AIM OF THE EXERCISE: Which lines run from the one containing "QA review pass — verify and re-annotate all instances of asphalt" to the end of the entries? Copy them exactly, both ends included, and give nothing else.

======== SUPPLIED MATERIAL

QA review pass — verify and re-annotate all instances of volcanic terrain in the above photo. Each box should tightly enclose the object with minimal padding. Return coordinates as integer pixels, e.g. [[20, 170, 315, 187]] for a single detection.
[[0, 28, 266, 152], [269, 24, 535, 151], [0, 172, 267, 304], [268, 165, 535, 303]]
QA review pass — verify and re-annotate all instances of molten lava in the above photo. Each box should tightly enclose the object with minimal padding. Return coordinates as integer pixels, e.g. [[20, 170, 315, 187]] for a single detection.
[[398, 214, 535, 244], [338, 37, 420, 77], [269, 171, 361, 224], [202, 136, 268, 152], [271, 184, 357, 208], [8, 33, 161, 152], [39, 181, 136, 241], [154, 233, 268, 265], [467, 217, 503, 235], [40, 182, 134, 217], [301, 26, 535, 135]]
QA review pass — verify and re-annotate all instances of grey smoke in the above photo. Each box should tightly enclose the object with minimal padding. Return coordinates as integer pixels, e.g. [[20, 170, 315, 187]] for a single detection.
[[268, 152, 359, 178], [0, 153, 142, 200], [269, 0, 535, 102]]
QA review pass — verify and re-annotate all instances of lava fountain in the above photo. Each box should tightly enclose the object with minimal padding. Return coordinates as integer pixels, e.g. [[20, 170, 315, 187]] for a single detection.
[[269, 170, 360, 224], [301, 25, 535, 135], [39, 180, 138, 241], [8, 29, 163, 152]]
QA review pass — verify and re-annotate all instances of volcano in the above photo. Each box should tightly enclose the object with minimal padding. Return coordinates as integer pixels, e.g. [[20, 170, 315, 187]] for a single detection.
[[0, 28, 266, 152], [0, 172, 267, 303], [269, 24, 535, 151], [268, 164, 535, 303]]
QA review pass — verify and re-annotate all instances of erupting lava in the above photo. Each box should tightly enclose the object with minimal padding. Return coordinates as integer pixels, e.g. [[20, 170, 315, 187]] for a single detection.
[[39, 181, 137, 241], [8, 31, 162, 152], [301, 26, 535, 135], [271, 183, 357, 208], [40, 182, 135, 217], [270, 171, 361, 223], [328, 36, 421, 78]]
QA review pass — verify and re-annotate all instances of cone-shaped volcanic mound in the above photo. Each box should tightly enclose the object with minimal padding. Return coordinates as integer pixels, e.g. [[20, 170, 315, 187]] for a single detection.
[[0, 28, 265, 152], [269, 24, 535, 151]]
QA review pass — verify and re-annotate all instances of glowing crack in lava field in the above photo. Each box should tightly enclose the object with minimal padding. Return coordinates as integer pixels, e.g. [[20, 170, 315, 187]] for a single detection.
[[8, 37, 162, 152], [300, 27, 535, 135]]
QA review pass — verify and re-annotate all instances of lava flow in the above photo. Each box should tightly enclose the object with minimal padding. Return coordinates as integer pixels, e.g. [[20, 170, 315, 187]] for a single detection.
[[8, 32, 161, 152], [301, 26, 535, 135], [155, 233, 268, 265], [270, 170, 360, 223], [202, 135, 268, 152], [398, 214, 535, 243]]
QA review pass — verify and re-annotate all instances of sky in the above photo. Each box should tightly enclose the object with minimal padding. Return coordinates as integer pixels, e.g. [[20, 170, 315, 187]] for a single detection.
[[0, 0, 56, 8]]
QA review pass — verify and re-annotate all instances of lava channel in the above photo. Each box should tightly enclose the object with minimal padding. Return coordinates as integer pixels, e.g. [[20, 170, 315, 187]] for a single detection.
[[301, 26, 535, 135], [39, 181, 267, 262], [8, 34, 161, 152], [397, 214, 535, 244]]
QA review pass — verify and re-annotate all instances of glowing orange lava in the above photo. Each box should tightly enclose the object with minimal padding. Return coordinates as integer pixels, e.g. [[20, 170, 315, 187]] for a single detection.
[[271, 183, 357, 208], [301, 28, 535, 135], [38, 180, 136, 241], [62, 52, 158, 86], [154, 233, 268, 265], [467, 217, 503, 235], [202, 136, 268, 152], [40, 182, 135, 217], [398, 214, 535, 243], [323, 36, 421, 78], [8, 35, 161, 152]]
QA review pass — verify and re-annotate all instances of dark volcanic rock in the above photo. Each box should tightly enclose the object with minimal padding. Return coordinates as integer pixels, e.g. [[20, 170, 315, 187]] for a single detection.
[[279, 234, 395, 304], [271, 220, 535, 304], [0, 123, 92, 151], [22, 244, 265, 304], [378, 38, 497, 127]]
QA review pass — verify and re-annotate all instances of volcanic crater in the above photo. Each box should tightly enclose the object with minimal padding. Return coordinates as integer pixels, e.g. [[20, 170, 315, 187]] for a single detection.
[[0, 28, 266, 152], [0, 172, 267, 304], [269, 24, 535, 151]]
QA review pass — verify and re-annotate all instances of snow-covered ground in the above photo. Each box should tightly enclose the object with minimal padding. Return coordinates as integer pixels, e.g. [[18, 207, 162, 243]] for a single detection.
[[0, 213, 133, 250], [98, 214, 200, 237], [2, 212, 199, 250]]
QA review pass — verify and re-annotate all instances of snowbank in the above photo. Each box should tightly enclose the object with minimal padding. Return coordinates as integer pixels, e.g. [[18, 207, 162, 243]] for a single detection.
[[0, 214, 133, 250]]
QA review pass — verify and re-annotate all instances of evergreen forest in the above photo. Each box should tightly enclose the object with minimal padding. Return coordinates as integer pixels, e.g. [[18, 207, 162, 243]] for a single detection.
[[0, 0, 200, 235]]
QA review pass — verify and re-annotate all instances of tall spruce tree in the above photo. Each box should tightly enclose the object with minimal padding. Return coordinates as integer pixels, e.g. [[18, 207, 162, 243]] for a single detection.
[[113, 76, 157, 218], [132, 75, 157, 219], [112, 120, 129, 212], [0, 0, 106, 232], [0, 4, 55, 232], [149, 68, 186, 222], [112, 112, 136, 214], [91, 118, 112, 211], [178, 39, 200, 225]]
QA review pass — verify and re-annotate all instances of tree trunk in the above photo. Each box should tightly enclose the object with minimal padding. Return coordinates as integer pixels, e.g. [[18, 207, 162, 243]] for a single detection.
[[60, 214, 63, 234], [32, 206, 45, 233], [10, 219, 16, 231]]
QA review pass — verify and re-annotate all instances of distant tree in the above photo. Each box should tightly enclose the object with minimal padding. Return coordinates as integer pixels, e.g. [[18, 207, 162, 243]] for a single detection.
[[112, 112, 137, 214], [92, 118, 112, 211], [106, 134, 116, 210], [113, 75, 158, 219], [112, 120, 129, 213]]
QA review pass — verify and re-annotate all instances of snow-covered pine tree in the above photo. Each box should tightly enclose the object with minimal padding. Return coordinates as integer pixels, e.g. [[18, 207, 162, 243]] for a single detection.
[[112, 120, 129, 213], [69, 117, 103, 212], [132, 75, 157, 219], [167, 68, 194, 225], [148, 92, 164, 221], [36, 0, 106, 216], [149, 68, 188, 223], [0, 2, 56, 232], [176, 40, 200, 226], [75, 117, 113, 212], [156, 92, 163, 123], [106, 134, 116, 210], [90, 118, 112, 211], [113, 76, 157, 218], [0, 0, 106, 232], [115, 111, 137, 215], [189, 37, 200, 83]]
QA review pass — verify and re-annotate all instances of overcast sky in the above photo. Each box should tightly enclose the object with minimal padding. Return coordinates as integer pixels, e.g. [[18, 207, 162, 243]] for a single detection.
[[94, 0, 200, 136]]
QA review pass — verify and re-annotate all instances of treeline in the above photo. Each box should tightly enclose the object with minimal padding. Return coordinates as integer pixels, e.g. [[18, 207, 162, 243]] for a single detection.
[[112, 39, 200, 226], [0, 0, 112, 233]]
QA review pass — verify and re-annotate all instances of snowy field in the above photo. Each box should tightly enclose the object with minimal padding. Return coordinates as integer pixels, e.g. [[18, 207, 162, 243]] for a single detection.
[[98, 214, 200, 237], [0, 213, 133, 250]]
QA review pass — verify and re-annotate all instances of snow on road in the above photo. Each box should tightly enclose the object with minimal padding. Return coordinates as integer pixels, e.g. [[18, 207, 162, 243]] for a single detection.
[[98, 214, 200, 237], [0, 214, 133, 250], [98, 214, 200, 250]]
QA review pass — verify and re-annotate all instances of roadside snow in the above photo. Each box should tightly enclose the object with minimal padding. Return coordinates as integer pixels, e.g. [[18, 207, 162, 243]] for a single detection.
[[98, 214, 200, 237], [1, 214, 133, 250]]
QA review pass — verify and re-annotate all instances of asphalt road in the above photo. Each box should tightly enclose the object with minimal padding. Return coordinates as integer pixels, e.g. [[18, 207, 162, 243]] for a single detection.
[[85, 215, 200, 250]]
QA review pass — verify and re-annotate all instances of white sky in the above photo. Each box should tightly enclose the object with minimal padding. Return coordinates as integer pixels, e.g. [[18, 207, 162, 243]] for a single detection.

================

SOLUTION TO THIS EXERCISE:
QA review pass — verify and re-annotate all instances of asphalt road in the above photo. Each box should tightly enclose the object with minimal padding. Return coordinates as integer pixels, e.g. [[18, 207, 162, 243]] for a single detection.
[[85, 215, 200, 250]]
QA review pass — verify and re-annotate all instances of white sky in the above photo. Each box should tightly enclose the object with minimal padding. Return coordinates as integer pixels, e.g. [[18, 207, 162, 243]] for a single detection.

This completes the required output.